# [GIVEN INFORMATION]
+ + + +
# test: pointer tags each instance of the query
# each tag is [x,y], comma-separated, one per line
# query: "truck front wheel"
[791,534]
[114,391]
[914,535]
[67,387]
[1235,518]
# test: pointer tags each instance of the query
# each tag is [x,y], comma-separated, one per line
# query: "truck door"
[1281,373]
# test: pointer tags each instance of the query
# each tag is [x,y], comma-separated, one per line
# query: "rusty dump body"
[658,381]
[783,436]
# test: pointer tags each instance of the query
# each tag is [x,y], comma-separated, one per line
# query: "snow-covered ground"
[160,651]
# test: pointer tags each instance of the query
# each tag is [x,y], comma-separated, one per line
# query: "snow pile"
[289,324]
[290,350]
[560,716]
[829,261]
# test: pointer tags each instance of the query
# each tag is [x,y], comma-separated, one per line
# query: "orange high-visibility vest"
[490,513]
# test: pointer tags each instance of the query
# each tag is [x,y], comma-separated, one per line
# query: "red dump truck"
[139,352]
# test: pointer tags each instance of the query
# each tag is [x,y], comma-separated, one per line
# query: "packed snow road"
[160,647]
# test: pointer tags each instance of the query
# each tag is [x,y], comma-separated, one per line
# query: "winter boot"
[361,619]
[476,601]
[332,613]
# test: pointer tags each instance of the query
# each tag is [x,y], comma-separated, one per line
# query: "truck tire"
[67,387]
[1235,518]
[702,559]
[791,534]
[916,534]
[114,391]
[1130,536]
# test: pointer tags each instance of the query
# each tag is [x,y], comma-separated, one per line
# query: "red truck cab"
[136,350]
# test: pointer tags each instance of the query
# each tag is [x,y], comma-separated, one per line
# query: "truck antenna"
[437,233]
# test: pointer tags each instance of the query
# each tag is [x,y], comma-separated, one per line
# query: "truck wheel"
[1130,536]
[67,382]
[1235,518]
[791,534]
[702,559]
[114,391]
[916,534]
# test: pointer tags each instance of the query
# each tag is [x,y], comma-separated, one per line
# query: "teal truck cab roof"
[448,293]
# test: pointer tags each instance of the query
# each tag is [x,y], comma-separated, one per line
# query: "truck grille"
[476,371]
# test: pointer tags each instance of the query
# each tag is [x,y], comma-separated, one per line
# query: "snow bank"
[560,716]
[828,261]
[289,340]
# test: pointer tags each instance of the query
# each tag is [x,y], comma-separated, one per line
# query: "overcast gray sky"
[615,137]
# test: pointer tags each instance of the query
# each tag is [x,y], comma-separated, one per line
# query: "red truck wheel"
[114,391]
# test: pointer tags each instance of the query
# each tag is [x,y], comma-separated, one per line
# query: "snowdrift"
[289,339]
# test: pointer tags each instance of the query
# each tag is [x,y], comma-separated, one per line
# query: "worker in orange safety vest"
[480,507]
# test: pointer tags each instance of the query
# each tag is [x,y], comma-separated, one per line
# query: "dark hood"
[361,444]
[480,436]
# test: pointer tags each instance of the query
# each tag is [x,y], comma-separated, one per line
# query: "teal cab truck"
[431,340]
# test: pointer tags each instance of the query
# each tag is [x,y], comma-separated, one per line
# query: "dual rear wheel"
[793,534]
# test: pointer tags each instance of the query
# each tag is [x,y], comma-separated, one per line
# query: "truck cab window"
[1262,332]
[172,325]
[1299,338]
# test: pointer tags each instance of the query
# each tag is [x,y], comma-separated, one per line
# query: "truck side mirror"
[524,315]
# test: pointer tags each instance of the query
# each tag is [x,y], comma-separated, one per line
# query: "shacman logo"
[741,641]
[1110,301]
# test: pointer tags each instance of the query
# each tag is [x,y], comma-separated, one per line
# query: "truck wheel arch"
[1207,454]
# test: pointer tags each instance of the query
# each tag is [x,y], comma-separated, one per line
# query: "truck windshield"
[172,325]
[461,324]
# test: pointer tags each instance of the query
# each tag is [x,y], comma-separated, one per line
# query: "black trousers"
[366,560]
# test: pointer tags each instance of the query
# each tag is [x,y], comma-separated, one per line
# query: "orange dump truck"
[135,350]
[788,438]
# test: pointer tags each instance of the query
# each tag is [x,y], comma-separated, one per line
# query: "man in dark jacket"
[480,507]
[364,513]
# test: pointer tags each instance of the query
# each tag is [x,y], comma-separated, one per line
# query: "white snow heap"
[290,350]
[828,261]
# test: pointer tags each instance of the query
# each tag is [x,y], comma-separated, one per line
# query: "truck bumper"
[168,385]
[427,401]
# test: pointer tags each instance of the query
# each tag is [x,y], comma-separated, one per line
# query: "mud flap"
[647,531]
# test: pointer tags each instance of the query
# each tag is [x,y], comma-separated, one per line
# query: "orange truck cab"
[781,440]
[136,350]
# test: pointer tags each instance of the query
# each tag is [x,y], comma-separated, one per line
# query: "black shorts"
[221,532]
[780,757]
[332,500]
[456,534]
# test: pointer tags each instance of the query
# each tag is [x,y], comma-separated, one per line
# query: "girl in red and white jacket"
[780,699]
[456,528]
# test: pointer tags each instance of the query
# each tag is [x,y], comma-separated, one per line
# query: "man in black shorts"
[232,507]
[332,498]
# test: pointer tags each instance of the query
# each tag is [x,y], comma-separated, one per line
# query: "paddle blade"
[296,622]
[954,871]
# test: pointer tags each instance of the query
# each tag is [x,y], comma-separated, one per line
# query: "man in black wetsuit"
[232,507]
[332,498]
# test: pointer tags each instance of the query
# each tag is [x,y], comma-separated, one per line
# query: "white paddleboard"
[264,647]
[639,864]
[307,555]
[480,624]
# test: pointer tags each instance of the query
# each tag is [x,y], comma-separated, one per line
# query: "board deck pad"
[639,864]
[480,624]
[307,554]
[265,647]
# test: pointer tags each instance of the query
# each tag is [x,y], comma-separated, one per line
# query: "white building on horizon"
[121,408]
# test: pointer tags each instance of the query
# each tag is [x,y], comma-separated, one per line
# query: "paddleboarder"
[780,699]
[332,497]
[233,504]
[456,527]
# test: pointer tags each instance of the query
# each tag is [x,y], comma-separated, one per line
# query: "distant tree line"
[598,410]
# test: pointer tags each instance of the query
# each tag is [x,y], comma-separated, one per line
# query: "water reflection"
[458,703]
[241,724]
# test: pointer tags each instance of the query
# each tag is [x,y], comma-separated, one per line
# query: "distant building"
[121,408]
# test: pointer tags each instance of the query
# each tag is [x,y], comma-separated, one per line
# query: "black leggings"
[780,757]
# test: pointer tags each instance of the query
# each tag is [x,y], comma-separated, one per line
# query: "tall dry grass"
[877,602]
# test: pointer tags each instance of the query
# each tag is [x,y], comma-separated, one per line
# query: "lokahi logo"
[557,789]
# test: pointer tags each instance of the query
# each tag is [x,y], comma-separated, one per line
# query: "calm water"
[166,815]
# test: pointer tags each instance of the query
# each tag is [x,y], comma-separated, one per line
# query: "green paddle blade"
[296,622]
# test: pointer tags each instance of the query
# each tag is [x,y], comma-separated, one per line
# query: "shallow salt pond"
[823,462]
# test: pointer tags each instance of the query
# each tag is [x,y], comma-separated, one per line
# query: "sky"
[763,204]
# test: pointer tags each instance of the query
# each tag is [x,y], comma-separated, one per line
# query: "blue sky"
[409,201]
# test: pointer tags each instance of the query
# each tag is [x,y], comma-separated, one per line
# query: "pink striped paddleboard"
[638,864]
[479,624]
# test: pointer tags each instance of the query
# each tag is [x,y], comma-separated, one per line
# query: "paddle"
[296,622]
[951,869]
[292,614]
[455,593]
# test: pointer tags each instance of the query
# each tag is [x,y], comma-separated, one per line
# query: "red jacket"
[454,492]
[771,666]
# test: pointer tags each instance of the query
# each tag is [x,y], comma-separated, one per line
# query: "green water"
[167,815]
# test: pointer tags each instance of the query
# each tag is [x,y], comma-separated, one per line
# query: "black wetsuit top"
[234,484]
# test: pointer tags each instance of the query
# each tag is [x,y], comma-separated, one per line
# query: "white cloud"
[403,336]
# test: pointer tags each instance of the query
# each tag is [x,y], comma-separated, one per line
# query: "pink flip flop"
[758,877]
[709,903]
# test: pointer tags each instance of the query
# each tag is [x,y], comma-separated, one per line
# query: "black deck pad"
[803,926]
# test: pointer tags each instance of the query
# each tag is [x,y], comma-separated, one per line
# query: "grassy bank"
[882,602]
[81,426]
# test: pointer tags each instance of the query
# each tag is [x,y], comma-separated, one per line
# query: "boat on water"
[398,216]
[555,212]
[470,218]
+ + + +
# [AIM]
Collect each line of the listing above that contains the string "logo", and reproduce those lines in their original order.

# [FINAL ANSWER]
# query: "shacman logo"
# query: "lokahi logo"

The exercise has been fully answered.